**Exercises to complete**
A. Which equations in the differential equations passage contain λ? List every one.
B. How would you sum up the differential equations passage in two sentences?
C. Write the next steps of the differential equations passage, starting after its final line.

$a_0x^ny^n+a_1x^{n-1}y^n+...+a_{n-1}xy'+a^ny=f(x)$

$x=e^u$

$a_0\lambda(\lambda-1)(\lambda-2)...(\lambda-n+1)...+a_{n-2}\lambda(\lambda-1)+a_{n-1}\lambda+a_n=0$

$(\lambda-1)\lambda+\lambda-1=0$

$\lambda^2-1=0$

$y''-y=\frac{1}{e^u}+1$

$\lambda_1=1$

$\lambda_2=-1$

$y=Ce^u+\frac{C_1}{e^u}$

$y_i=u^se^{au}(R_m(u)cos(bu)+T_m(u)sin(bu))$

s=0 if a+bi is not a root or s=k if it is.

**Supplied records**
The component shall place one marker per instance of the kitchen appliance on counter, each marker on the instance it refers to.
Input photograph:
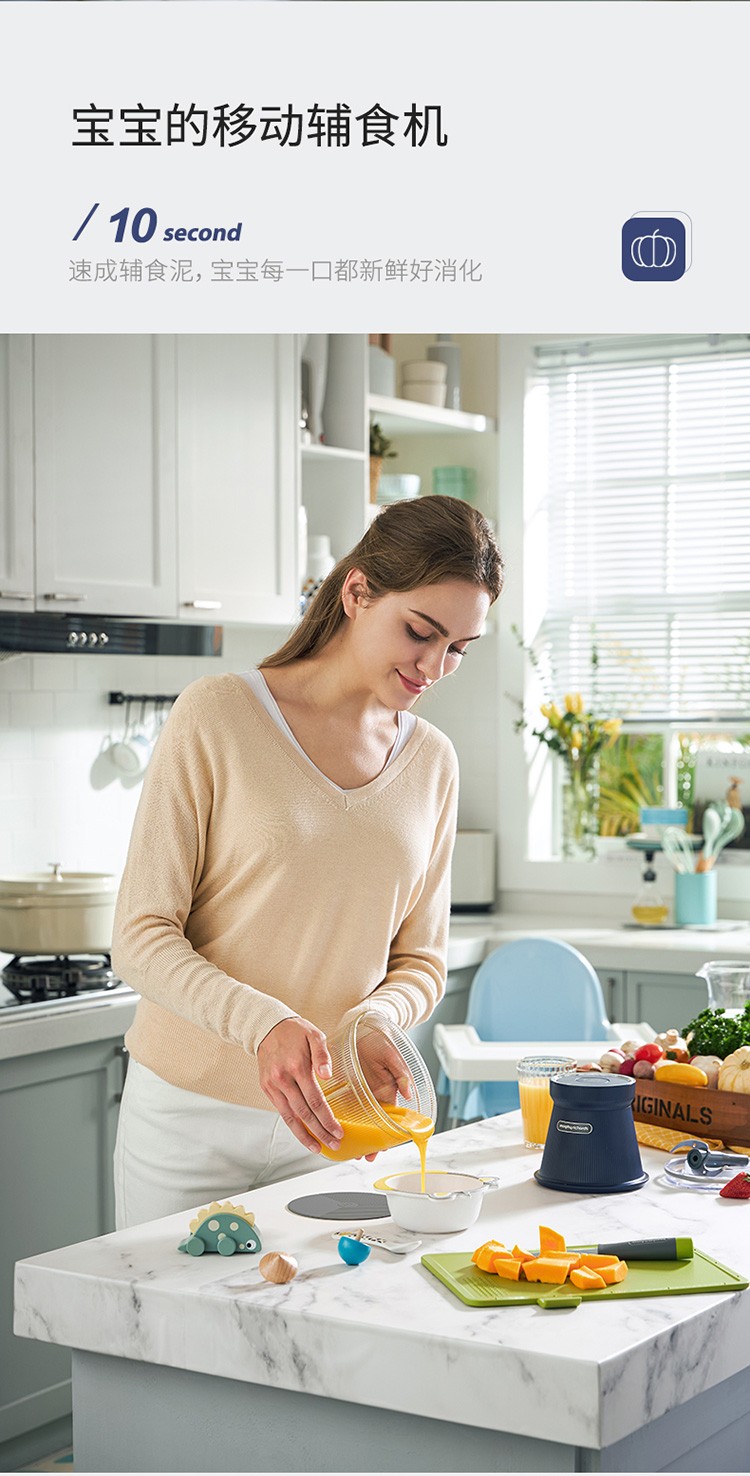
(473, 876)
(34, 983)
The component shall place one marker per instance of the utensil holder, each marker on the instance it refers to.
(694, 898)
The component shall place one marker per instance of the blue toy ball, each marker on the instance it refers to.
(352, 1250)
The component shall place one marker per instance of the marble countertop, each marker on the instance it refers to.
(391, 1336)
(665, 951)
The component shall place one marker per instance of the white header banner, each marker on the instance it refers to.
(248, 166)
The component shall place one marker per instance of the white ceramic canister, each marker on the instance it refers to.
(448, 353)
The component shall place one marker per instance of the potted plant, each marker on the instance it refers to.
(380, 447)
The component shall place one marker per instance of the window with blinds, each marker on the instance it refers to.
(645, 502)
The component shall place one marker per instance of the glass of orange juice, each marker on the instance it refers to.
(535, 1073)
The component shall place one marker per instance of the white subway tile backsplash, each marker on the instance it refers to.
(52, 673)
(31, 709)
(15, 673)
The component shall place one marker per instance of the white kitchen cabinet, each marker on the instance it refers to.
(16, 474)
(236, 478)
(611, 983)
(335, 476)
(105, 474)
(665, 999)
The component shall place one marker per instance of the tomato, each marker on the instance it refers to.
(648, 1053)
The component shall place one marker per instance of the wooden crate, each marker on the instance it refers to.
(697, 1112)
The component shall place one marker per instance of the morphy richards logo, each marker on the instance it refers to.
(656, 245)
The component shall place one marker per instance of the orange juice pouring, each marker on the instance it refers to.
(380, 1090)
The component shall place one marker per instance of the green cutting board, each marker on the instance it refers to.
(479, 1287)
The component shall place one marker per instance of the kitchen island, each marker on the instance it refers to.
(198, 1364)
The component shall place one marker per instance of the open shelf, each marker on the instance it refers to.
(319, 452)
(412, 418)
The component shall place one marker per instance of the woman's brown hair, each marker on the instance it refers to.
(409, 543)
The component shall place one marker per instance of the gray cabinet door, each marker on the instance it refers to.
(665, 999)
(58, 1116)
(611, 983)
(452, 1010)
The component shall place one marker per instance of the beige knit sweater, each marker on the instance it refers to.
(254, 890)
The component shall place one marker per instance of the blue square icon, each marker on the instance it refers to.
(654, 248)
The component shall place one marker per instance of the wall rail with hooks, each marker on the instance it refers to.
(160, 698)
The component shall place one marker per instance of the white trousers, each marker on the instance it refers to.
(179, 1150)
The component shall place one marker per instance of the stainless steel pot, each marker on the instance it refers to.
(56, 912)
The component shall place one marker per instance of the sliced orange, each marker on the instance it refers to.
(549, 1240)
(613, 1274)
(507, 1268)
(586, 1280)
(521, 1255)
(484, 1255)
(545, 1270)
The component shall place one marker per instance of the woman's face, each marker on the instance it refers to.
(403, 644)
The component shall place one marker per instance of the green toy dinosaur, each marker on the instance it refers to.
(223, 1228)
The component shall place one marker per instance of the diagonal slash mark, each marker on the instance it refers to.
(81, 228)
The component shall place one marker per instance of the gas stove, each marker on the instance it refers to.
(33, 983)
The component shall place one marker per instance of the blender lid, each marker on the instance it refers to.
(598, 1090)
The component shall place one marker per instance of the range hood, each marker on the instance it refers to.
(111, 635)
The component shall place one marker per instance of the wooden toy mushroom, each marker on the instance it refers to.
(278, 1267)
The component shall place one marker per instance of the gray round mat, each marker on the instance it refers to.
(341, 1206)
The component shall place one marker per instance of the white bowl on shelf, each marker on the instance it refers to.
(425, 371)
(397, 489)
(425, 393)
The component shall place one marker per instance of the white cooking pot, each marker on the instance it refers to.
(56, 912)
(451, 1200)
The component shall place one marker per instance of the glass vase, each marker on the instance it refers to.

**Answers per task**
A.
- $a_0\lambda(\lambda-1)(\lambda-2)...(\lambda-n+1)...+a_{n-2}\lambda(\lambda-1)+a_{n-1}\lambda+a_n=0$
- $(\lambda-1)\lambda+\lambda-1=0$
- $\lambda^2-1=0$
- $\lambda_1=1$
- $\lambda_2=-1$

B. The passage substitutes $x=e^u$, writes the general λ-equation, and reduces it to $\lambda^2-1=0$ with roots $\lambda_1=1$ and $\lambda_2=-1$, giving $y=Ce^u+\frac{C_1}{e^u}$ for the equation $y''-y=\frac{1}{e^u}+1$. It then gives the form $y_i=u^se^{au}(R_m(u)cos(bu)+T_m(u)sin(bu))$, where s=0 if a+bi is not a root and s=k if it is.

C.
Solution for 1:

a+bi=0, then s=0

$y_0=A$

$y''_0=0$

A=-1

$y_0=-1$

Solution for $\frac{1}{e^u}$

a+bi=-1

s=1

$y_1=\frac{Au}{e^u}$

$y''_1=\frac{Au-2A}{e^u}$

$\frac{-2A}{e^u}=\frac{1}{e^u}$

A=-0.5

$y_1=-\frac{u}{2e^u}$

$y=Ce^u-\frac{u}{2e^u}+\frac{C_1}{e^u}-1$

u=ln(x)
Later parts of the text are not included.